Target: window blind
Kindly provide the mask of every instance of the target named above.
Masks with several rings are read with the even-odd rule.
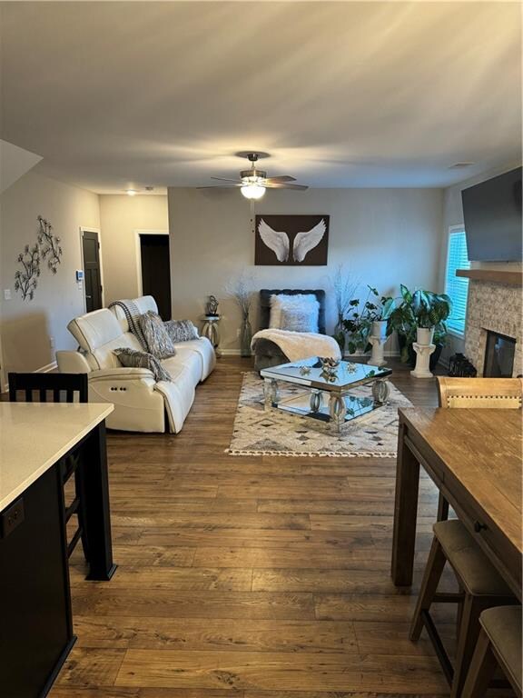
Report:
[[[465,333],[469,279],[456,276],[456,270],[469,268],[470,262],[467,253],[465,231],[451,230],[449,234],[445,293],[452,299],[452,313],[447,321],[447,326],[449,330],[453,330],[459,334]]]

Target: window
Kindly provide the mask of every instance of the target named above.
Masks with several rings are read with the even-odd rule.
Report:
[[[465,231],[461,226],[451,227],[449,232],[445,293],[452,299],[452,313],[447,321],[447,326],[451,332],[461,335],[465,333],[469,279],[456,276],[456,270],[469,268]]]

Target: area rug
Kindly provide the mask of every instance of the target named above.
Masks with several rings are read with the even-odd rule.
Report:
[[[394,458],[398,442],[398,408],[412,403],[392,384],[388,404],[347,423],[340,434],[329,434],[311,418],[285,412],[265,412],[263,381],[246,373],[238,400],[234,428],[227,453],[231,455],[329,456],[332,458]],[[282,398],[300,388],[280,384]],[[370,396],[370,386],[354,394]]]

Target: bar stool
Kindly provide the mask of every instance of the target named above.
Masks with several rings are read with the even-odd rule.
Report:
[[[434,540],[416,610],[410,626],[410,639],[419,640],[427,629],[441,668],[451,685],[451,697],[461,693],[467,669],[479,634],[479,614],[492,606],[507,605],[514,595],[460,521],[439,521],[433,526]],[[456,574],[459,593],[438,593],[445,563]],[[429,613],[432,603],[458,603],[458,648],[454,668]]]
[[[467,674],[462,698],[481,698],[499,665],[521,698],[521,606],[483,611],[481,631]]]

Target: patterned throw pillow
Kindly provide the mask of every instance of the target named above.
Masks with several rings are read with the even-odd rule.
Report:
[[[149,371],[153,371],[154,379],[156,381],[171,381],[172,378],[165,371],[162,364],[155,356],[147,352],[139,352],[136,349],[129,349],[127,347],[122,349],[114,349],[114,354],[118,357],[118,361],[123,366],[129,368],[148,368]]]
[[[157,313],[148,310],[140,315],[140,328],[147,343],[147,350],[157,359],[168,359],[174,356],[176,349],[167,334],[163,321]]]
[[[169,320],[163,323],[173,342],[190,342],[198,339],[198,334],[191,320]]]
[[[286,330],[289,329],[283,324],[283,311],[300,311],[311,314],[313,320],[312,329],[308,332],[318,332],[318,319],[320,316],[320,304],[312,294],[285,294],[271,296],[271,320],[270,328]]]
[[[318,332],[317,313],[312,309],[297,308],[281,311],[281,329],[290,332]]]

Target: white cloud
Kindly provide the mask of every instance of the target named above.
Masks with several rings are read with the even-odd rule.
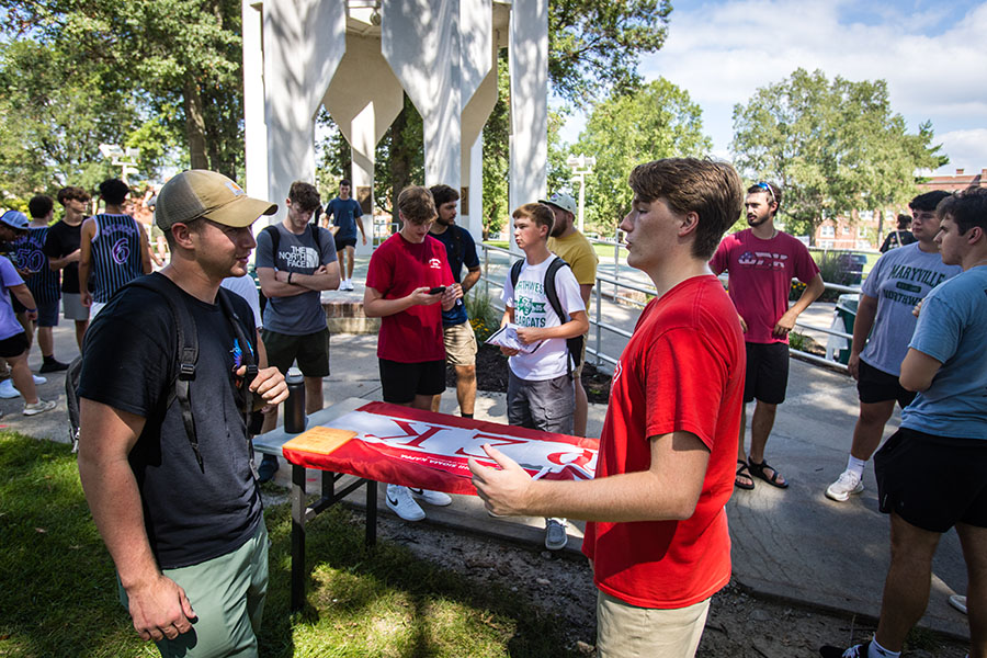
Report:
[[[987,128],[952,131],[935,137],[942,144],[942,151],[950,156],[950,163],[940,173],[954,173],[963,169],[966,173],[977,173],[987,169]]]
[[[892,109],[909,129],[931,120],[937,141],[966,169],[987,167],[987,2],[964,12],[958,2],[928,11],[851,0],[728,0],[679,4],[669,38],[645,58],[648,79],[662,76],[703,106],[716,150],[733,136],[731,110],[756,89],[796,68],[829,79],[887,81]],[[861,10],[861,7],[864,7]],[[848,19],[849,16],[849,19]],[[948,139],[949,136],[949,139]],[[958,166],[958,164],[955,164]]]

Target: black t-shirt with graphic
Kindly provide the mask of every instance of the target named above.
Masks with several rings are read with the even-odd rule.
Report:
[[[241,393],[232,375],[245,348],[218,304],[185,293],[182,298],[198,332],[198,362],[189,397],[203,469],[185,433],[181,406],[177,400],[167,405],[175,320],[158,293],[126,288],[95,317],[86,333],[79,387],[82,398],[146,419],[129,462],[150,546],[163,569],[239,548],[261,519],[238,405]],[[245,336],[253,337],[249,305],[240,297],[232,300]]]

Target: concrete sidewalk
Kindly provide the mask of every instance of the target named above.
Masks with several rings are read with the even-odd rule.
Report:
[[[359,280],[359,276],[356,277]],[[340,294],[340,293],[333,293]],[[354,293],[349,293],[354,294]],[[362,291],[355,294],[362,296]],[[70,326],[56,328],[56,356],[69,361],[78,354]],[[331,376],[326,378],[326,405],[349,397],[381,399],[377,374],[376,336],[337,334],[331,340]],[[30,359],[36,371],[41,363],[35,348]],[[759,594],[781,597],[808,605],[876,616],[888,565],[888,521],[877,511],[873,467],[869,465],[861,496],[846,503],[828,500],[826,487],[839,476],[847,462],[858,400],[855,384],[844,375],[792,361],[789,398],[779,407],[778,421],[768,456],[789,478],[781,490],[757,480],[753,491],[736,491],[727,506],[733,536],[734,574],[737,580]],[[507,364],[504,364],[507,367]],[[26,418],[23,400],[0,400],[0,426],[36,438],[66,442],[64,376],[48,375],[38,387],[45,399],[57,399],[55,411]],[[452,389],[443,396],[442,411],[455,412]],[[750,412],[752,408],[749,408]],[[592,405],[589,433],[599,436],[605,406]],[[503,394],[480,393],[476,417],[507,421]],[[897,423],[896,412],[892,423]],[[893,428],[888,428],[890,433]],[[290,468],[282,467],[277,481],[288,483]],[[319,476],[309,474],[315,490]],[[385,507],[381,488],[379,510]],[[362,504],[363,492],[353,497]],[[429,523],[487,534],[501,541],[540,546],[543,520],[502,520],[489,517],[472,496],[456,496],[447,508],[427,508]],[[568,551],[578,551],[581,532],[570,524]],[[581,525],[581,524],[578,524]],[[317,556],[316,556],[317,557]],[[934,561],[929,609],[921,624],[955,636],[967,637],[964,615],[950,608],[946,597],[965,593],[966,571],[955,532],[943,536]]]

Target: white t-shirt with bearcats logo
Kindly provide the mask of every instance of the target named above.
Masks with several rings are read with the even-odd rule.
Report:
[[[503,283],[501,300],[504,306],[514,309],[514,324],[519,327],[558,327],[561,319],[555,315],[548,296],[545,294],[545,272],[556,256],[546,258],[537,265],[529,264],[527,260],[521,265],[521,274],[518,275],[517,290],[511,284],[511,275],[508,272]],[[561,268],[555,274],[555,292],[558,302],[569,317],[576,311],[586,313],[586,305],[579,294],[579,283],[569,268]],[[511,372],[521,379],[544,382],[554,379],[567,373],[566,368],[566,339],[551,338],[542,342],[542,345],[531,354],[518,354],[508,359]]]

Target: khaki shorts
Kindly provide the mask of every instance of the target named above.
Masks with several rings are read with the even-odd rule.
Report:
[[[476,365],[476,333],[469,320],[443,327],[445,362],[450,365]]]
[[[597,590],[598,658],[691,658],[706,625],[710,599],[688,608],[637,608]]]

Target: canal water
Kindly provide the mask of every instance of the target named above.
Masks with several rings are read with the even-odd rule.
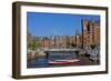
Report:
[[[49,53],[48,57],[38,58],[27,62],[27,68],[49,68],[50,67],[50,64],[48,63],[49,60],[56,60],[56,59],[69,60],[71,58],[73,59],[77,58],[77,54],[75,53]]]

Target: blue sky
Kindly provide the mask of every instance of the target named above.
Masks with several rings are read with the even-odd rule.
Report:
[[[28,30],[36,37],[74,36],[81,33],[81,20],[100,20],[100,16],[27,12]]]

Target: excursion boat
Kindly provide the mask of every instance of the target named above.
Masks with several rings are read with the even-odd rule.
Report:
[[[79,59],[73,59],[73,60],[54,60],[54,61],[49,61],[49,64],[74,64],[75,62],[79,62]]]

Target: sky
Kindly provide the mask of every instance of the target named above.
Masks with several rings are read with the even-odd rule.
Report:
[[[27,27],[34,37],[74,36],[81,33],[82,19],[100,21],[100,16],[27,12]]]

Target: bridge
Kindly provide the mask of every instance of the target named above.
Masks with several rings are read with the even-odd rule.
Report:
[[[44,52],[75,52],[80,51],[81,49],[74,48],[74,49],[43,49]]]

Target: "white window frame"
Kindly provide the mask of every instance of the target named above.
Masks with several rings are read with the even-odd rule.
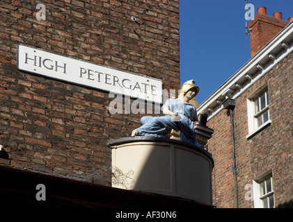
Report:
[[[264,93],[265,107],[261,110],[255,110],[255,103],[260,103],[260,97]],[[262,122],[260,126],[258,125],[258,117],[262,117],[263,121],[263,114],[268,113],[268,119],[265,122]],[[263,85],[258,90],[253,92],[247,98],[247,115],[248,122],[248,135],[246,136],[247,139],[251,138],[263,128],[271,123],[269,116],[269,101],[268,95],[267,84]]]
[[[267,190],[267,181],[270,181],[271,183],[271,191],[268,191]],[[264,184],[264,191],[262,192],[262,187]],[[269,171],[262,176],[258,177],[256,179],[253,180],[253,200],[254,200],[254,207],[255,208],[274,208],[275,207],[275,197],[274,193],[274,180],[273,180],[273,174],[271,171]],[[274,206],[270,206],[270,202],[269,200],[269,198],[273,198],[274,200]],[[264,207],[264,201],[267,202],[267,206],[269,207]]]

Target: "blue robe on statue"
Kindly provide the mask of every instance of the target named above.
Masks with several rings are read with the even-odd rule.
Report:
[[[143,117],[141,119],[143,125],[136,130],[143,136],[164,137],[165,133],[175,129],[180,130],[181,141],[203,148],[196,140],[194,133],[193,123],[198,121],[194,106],[175,99],[168,99],[162,110],[165,105],[170,111],[178,114],[175,119],[168,114],[163,117]]]

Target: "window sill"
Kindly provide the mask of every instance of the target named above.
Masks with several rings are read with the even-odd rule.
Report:
[[[262,124],[262,126],[260,126],[259,128],[258,128],[255,130],[253,130],[252,133],[249,133],[247,136],[246,136],[246,139],[251,139],[252,137],[253,137],[255,134],[258,133],[259,132],[260,132],[261,130],[262,130],[264,128],[265,128],[267,126],[268,126],[269,125],[271,125],[271,121],[269,120],[267,121],[266,121],[264,124]]]

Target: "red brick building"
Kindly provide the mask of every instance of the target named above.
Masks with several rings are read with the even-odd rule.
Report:
[[[68,74],[68,64],[54,63],[56,55],[179,89],[179,0],[6,0],[0,1],[0,165],[16,169],[11,174],[1,168],[2,194],[20,192],[10,177],[19,170],[110,187],[108,142],[130,136],[145,113],[113,114],[109,90],[18,69],[17,46],[53,55],[37,60],[24,53],[22,62],[36,72],[45,67]],[[121,84],[118,78],[108,83],[115,83]]]
[[[250,22],[251,59],[198,108],[209,112],[216,207],[293,201],[293,23],[261,7]]]
[[[177,89],[179,1],[38,3],[0,2],[0,164],[110,185],[107,142],[129,136],[141,114],[111,114],[108,92],[20,71],[17,44]]]

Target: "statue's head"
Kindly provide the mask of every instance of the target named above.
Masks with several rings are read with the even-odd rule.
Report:
[[[185,82],[180,87],[181,92],[179,96],[184,96],[187,94],[187,92],[191,89],[193,89],[195,91],[195,93],[196,93],[195,96],[196,96],[200,89],[197,85],[194,85],[194,83],[196,83],[196,82],[193,80],[188,80]]]

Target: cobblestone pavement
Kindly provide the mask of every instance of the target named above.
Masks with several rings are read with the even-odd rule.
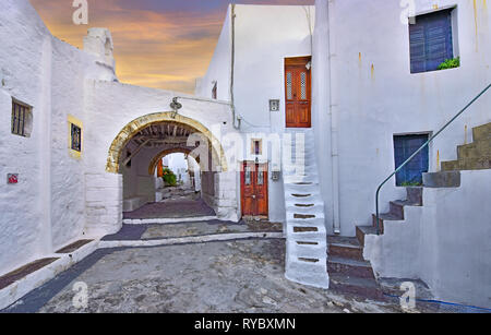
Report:
[[[215,215],[215,211],[202,199],[167,200],[165,202],[149,203],[133,212],[123,213],[125,219],[187,218]]]
[[[13,311],[35,308],[41,313],[400,312],[396,304],[357,300],[286,280],[284,240],[99,250],[98,253],[96,261],[83,261],[89,262],[88,265],[77,264],[69,270],[62,287],[47,284],[13,307]],[[77,282],[87,285],[86,309],[73,307],[76,294],[73,286]]]

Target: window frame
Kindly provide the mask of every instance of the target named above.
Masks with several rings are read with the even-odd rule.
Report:
[[[429,57],[427,56],[427,46],[429,44],[428,40],[428,27],[423,26],[423,41],[422,41],[422,46],[424,48],[424,69],[423,70],[415,70],[414,69],[414,62],[415,62],[415,58],[416,55],[414,55],[412,52],[412,48],[414,48],[414,33],[412,29],[415,28],[415,25],[418,25],[418,19],[419,20],[424,20],[427,21],[424,24],[428,24],[428,17],[431,15],[442,15],[443,13],[447,12],[447,17],[448,17],[448,25],[447,25],[447,29],[448,29],[448,40],[446,40],[446,43],[451,44],[451,47],[448,48],[448,46],[446,46],[446,55],[444,57],[443,60],[440,61],[439,65],[444,62],[445,60],[448,59],[456,59],[459,58],[459,48],[458,48],[458,22],[457,22],[457,15],[458,15],[458,11],[457,11],[457,7],[453,5],[453,7],[447,7],[447,8],[440,8],[438,10],[432,10],[429,12],[422,12],[419,14],[416,14],[414,16],[408,17],[408,37],[409,37],[409,71],[411,74],[418,74],[418,73],[427,73],[427,72],[433,72],[433,71],[441,71],[438,69],[439,65],[436,65],[434,69],[433,67],[429,67],[428,62]]]
[[[11,128],[10,128],[11,133],[13,135],[21,137],[31,137],[33,123],[33,107],[12,97],[11,112],[12,112]]]

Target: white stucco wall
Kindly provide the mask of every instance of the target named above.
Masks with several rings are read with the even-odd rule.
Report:
[[[267,136],[285,131],[285,69],[284,59],[311,55],[311,29],[314,27],[314,7],[242,5],[235,7],[233,96],[237,116],[242,118],[242,144],[237,160],[251,158],[251,139],[264,139],[264,155],[270,161]],[[310,17],[308,19],[308,14]],[[231,63],[231,8],[229,8],[215,55],[206,75],[200,81],[196,94],[211,97],[212,82],[218,80],[218,97],[229,99]],[[221,84],[224,83],[224,84]],[[223,95],[224,94],[224,95]],[[280,109],[270,112],[270,99],[279,99]],[[239,175],[236,183],[240,186]],[[270,181],[270,219],[285,222],[285,199],[282,181]],[[240,198],[240,193],[238,194]]]
[[[230,100],[230,68],[231,68],[231,27],[230,5],[227,10],[224,26],[218,37],[215,52],[209,62],[206,74],[196,81],[195,94],[212,98],[214,83],[217,83],[217,98]]]
[[[462,67],[411,74],[408,25],[400,22],[404,8],[399,1],[328,1],[330,58],[318,57],[313,67],[325,71],[319,60],[331,59],[327,65],[332,77],[331,112],[337,119],[338,131],[334,139],[339,154],[343,235],[355,236],[357,225],[371,222],[376,187],[395,169],[393,135],[438,131],[491,82],[490,7],[482,0],[431,3],[421,0],[416,1],[416,14],[431,11],[433,5],[457,5],[456,37]],[[318,28],[327,32],[325,26]],[[316,44],[322,45],[322,36],[320,40]],[[326,83],[322,76],[316,77],[323,82],[318,84],[322,89]],[[314,101],[323,98],[322,91],[314,91]],[[472,141],[471,128],[491,121],[489,106],[488,93],[430,145],[430,171],[438,169],[438,152],[441,161],[456,159],[456,146]],[[319,106],[314,112],[314,119],[321,122],[314,127],[328,130],[330,119],[322,121],[328,108]],[[320,155],[328,156],[330,143],[321,135],[318,141]],[[331,169],[330,160],[321,159],[320,170]],[[335,199],[326,186],[325,200]],[[381,193],[381,210],[388,210],[388,201],[404,196],[404,189],[391,181]],[[326,204],[333,207],[333,201]]]
[[[0,4],[0,273],[51,253],[84,226],[83,156],[69,154],[69,115],[84,122],[83,81],[96,57],[51,36],[28,1]],[[31,137],[11,134],[11,98],[33,106]],[[7,174],[20,174],[8,186]]]
[[[381,277],[422,279],[448,302],[491,307],[491,170],[463,171],[456,189],[424,189],[422,207],[367,236],[364,256]]]

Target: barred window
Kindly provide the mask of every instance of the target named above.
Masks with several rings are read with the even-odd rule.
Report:
[[[72,143],[71,147],[75,152],[82,152],[82,129],[79,125],[72,123]]]
[[[32,107],[12,99],[12,134],[29,137],[32,119]]]

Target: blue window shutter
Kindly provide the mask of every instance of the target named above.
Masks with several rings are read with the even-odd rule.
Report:
[[[452,11],[416,17],[409,25],[411,73],[438,70],[447,59],[454,58],[452,41]]]

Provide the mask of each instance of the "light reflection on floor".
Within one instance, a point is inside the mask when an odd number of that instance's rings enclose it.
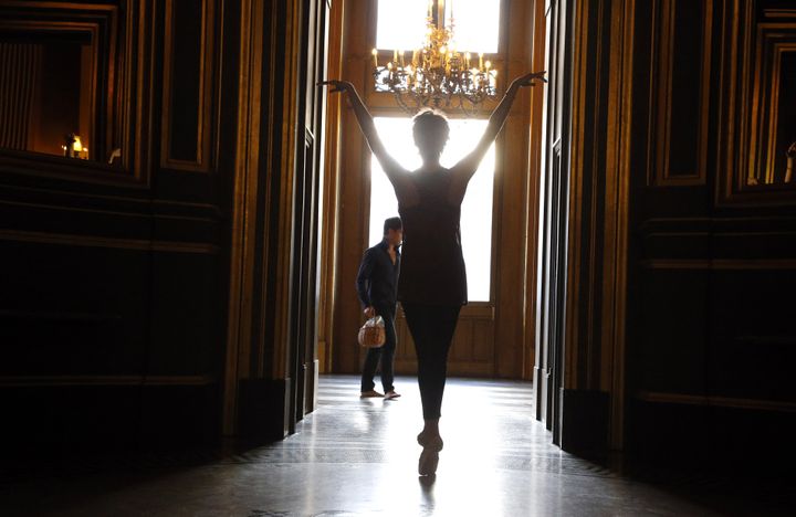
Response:
[[[415,379],[398,400],[358,398],[353,376],[322,377],[295,435],[199,463],[121,464],[0,487],[0,515],[608,516],[723,515],[726,503],[625,477],[562,452],[533,419],[528,383],[451,380],[434,479],[417,475]],[[682,492],[682,490],[681,490]],[[688,493],[688,490],[687,490]],[[699,497],[694,497],[696,494]],[[745,509],[756,508],[750,503]],[[761,513],[763,515],[764,513]]]

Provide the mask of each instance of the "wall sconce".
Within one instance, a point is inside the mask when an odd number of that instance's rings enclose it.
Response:
[[[74,133],[64,136],[64,145],[61,148],[64,150],[66,158],[88,159],[88,148],[83,147],[80,136]]]

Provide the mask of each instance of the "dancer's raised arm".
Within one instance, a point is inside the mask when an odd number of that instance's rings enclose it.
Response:
[[[533,86],[535,80],[542,80],[546,83],[547,80],[544,78],[544,75],[545,72],[533,72],[515,78],[511,85],[509,85],[505,95],[503,95],[500,104],[498,104],[498,107],[492,112],[489,124],[486,124],[486,129],[478,145],[475,145],[475,148],[451,168],[451,171],[457,177],[453,192],[451,192],[452,198],[458,199],[459,197],[464,197],[464,191],[467,190],[470,178],[475,173],[479,163],[481,163],[484,155],[486,155],[490,146],[503,128],[503,124],[509,116],[509,112],[511,110],[512,104],[514,104],[514,98],[516,98],[520,88]]]
[[[332,86],[332,89],[329,89],[331,93],[348,93],[348,101],[350,101],[352,108],[354,108],[354,115],[356,116],[357,123],[359,124],[359,129],[365,136],[365,140],[367,140],[370,150],[376,156],[376,159],[381,166],[381,169],[384,169],[384,171],[387,173],[389,180],[392,182],[394,186],[397,186],[396,181],[401,181],[399,179],[399,176],[402,172],[408,171],[404,167],[401,167],[400,163],[398,163],[398,160],[392,158],[387,152],[387,149],[385,148],[384,143],[378,135],[378,131],[376,130],[376,124],[374,124],[373,115],[370,115],[370,112],[368,112],[367,107],[365,107],[365,103],[363,103],[362,98],[359,97],[359,93],[357,93],[354,85],[347,81],[335,80],[322,81],[318,84]]]

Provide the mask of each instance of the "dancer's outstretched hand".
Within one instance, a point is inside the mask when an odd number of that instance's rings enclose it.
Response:
[[[337,81],[337,80],[327,80],[327,81],[321,81],[318,83],[318,86],[332,86],[329,88],[329,93],[336,93],[336,92],[348,92],[354,89],[354,85],[350,84],[348,81]]]

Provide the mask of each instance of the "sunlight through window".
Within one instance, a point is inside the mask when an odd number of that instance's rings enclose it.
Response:
[[[428,0],[379,0],[376,48],[412,50],[426,36]]]
[[[376,117],[375,122],[387,151],[409,170],[420,167],[420,156],[411,136],[411,119]],[[441,159],[444,167],[453,166],[471,151],[486,127],[486,120],[451,119],[449,123],[450,141]],[[490,300],[494,167],[495,152],[492,145],[470,180],[462,202],[462,250],[468,273],[468,298],[471,302]],[[369,245],[381,240],[384,220],[395,215],[398,215],[395,191],[376,158],[371,157]]]
[[[446,25],[450,25],[451,12],[459,51],[498,52],[500,0],[449,0],[446,2]]]

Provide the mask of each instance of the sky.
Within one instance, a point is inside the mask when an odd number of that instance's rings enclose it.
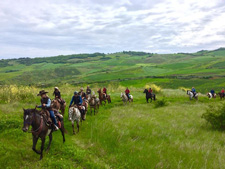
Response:
[[[225,0],[1,0],[0,59],[225,47]]]

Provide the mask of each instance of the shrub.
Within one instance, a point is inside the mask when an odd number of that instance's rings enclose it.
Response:
[[[215,107],[210,106],[202,118],[209,122],[213,128],[225,129],[225,105]]]
[[[155,108],[164,107],[167,105],[167,101],[163,98],[162,100],[157,100],[155,102]]]
[[[38,89],[29,86],[2,86],[0,88],[0,102],[11,103],[14,101],[30,102],[36,98]]]
[[[159,87],[159,86],[157,86],[157,85],[155,85],[155,84],[146,84],[145,85],[145,88],[146,89],[149,89],[149,88],[152,88],[152,90],[153,90],[153,93],[159,93],[159,92],[161,92],[161,87]]]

## BRIEF
Recast the lines from the one containing "Provide the mask of each instance of the sky." through the end of the items, both included, as a Markdown table with the columns Row and Line, giving each line its own numbered row. Omit blank lines and pictures.

## TASK SOLUTION
| Row | Line |
|---|---|
| 1 | Provide the mask of each instance of the sky. |
| 2 | Within one instance, a point is inside the mask when an odd number of that instance's rings enclose it. |
| 3 | Response: |
| 4 | [[[225,0],[1,0],[0,59],[225,47]]] |
| 5 | Provide the mask of each instance of the shrub. |
| 6 | Within one instance, a point is inside the mask when an odd number of that instance's rings enclose it. |
| 7 | Response: |
| 8 | [[[215,107],[210,106],[202,118],[209,122],[213,128],[225,129],[225,105]]] |
| 9 | [[[155,108],[164,107],[167,105],[167,101],[163,98],[162,100],[157,100],[155,102]]] |
| 10 | [[[38,89],[29,86],[2,86],[0,88],[0,102],[11,103],[14,101],[30,102],[36,98]]] |
| 11 | [[[159,87],[159,86],[157,86],[157,85],[155,85],[155,84],[146,84],[145,85],[145,88],[146,89],[149,89],[149,88],[152,88],[152,90],[153,90],[153,93],[159,93],[159,92],[161,92],[161,87]]] |